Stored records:
++++

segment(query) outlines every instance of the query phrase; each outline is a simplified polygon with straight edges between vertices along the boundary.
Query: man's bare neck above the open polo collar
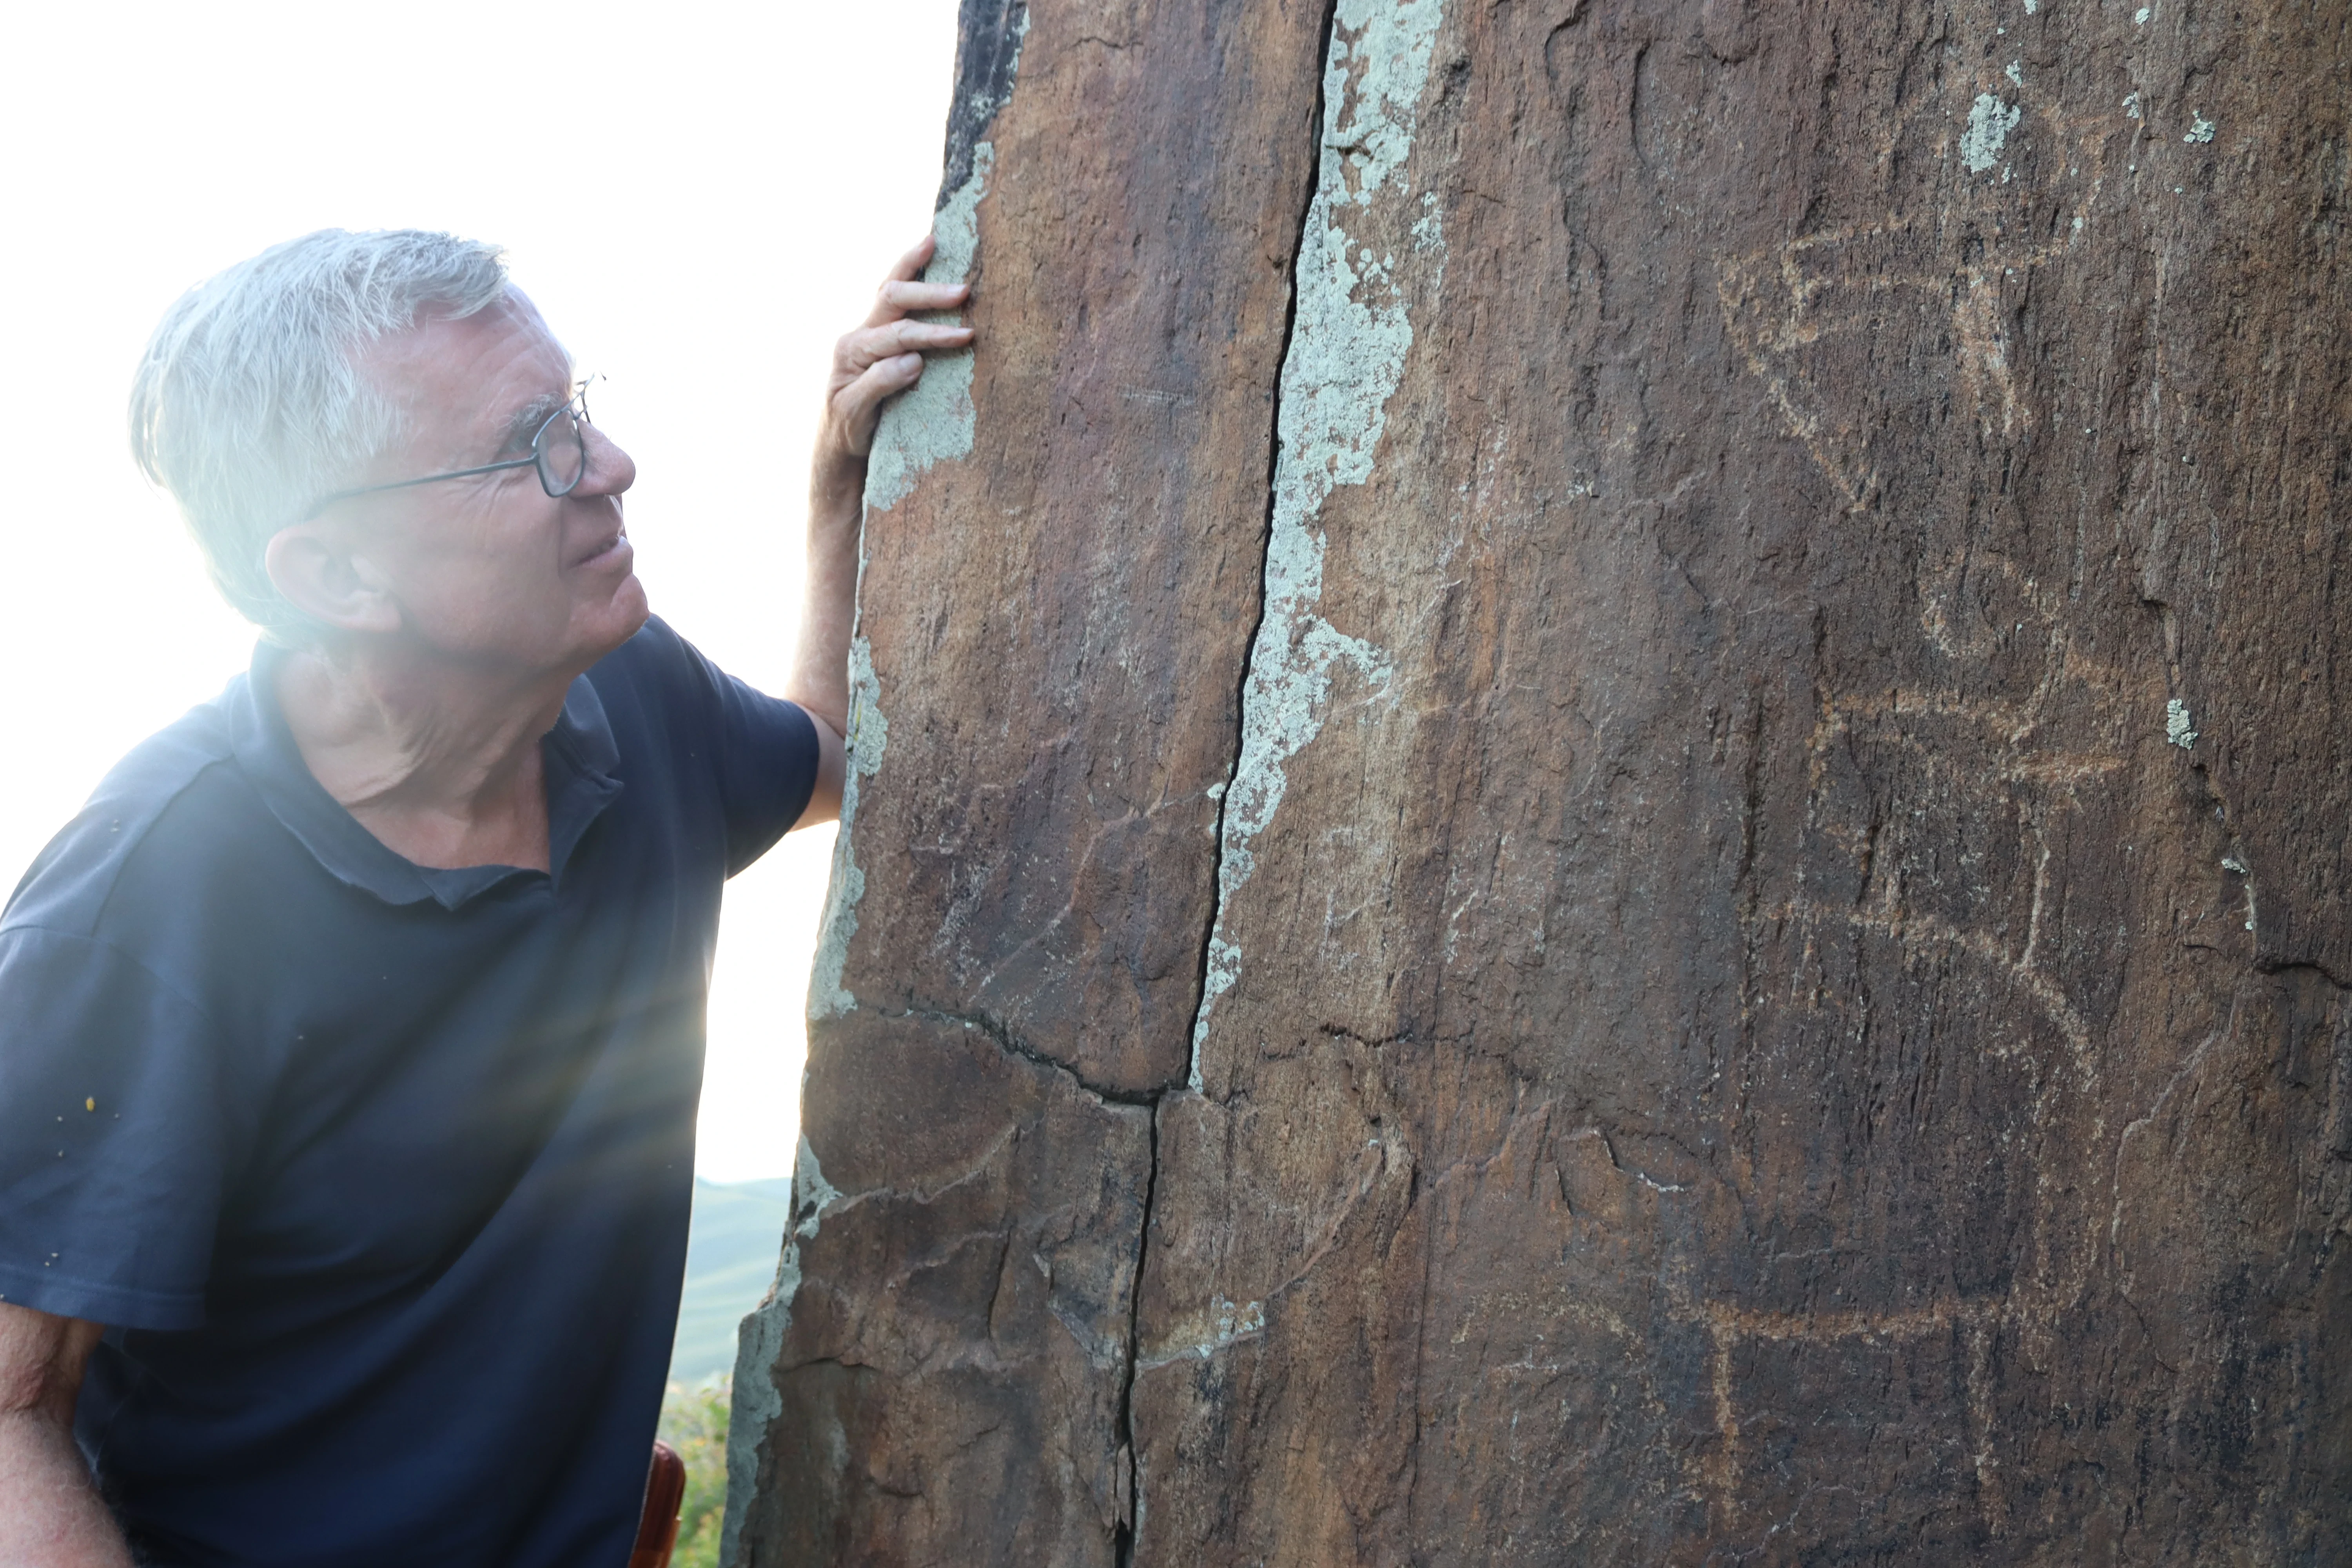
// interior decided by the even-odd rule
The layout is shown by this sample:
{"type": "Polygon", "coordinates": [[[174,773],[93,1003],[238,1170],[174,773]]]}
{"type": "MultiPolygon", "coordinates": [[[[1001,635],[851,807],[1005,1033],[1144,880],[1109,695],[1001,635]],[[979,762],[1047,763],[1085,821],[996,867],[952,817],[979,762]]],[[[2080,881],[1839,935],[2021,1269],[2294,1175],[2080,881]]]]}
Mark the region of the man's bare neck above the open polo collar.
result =
{"type": "Polygon", "coordinates": [[[412,649],[303,649],[278,665],[310,776],[390,851],[445,870],[548,870],[539,738],[569,686],[572,672],[485,672],[412,649]]]}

++++

WHAT THIS TASK INVOLVES:
A word-for-word copy of all the data, without pictures, is the expected output.

SOLUTION FOR THIS TASK:
segment(query) outlines every instance of the query phrase; each outline is a simplified polygon with straight edges between vertices along the boundary.
Query: man's bare neck above the open polo collar
// interior decided by the even-odd rule
The layout is shown by this sample:
{"type": "Polygon", "coordinates": [[[174,773],[93,1003],[238,1170],[174,773]]]}
{"type": "MultiPolygon", "coordinates": [[[[1001,635],[851,807],[1005,1033],[1144,880],[1109,695],[1001,635]],[[979,762],[1047,763],[1085,821],[996,867],[952,817],[979,762]]],[[[2080,881],[1839,935],[2021,1269],[2294,1175],[2080,881]]]]}
Mark the region of the man's bare neck above the open polo collar.
result =
{"type": "Polygon", "coordinates": [[[412,649],[303,649],[278,665],[310,776],[390,851],[445,870],[548,870],[539,738],[569,686],[572,672],[485,672],[412,649]]]}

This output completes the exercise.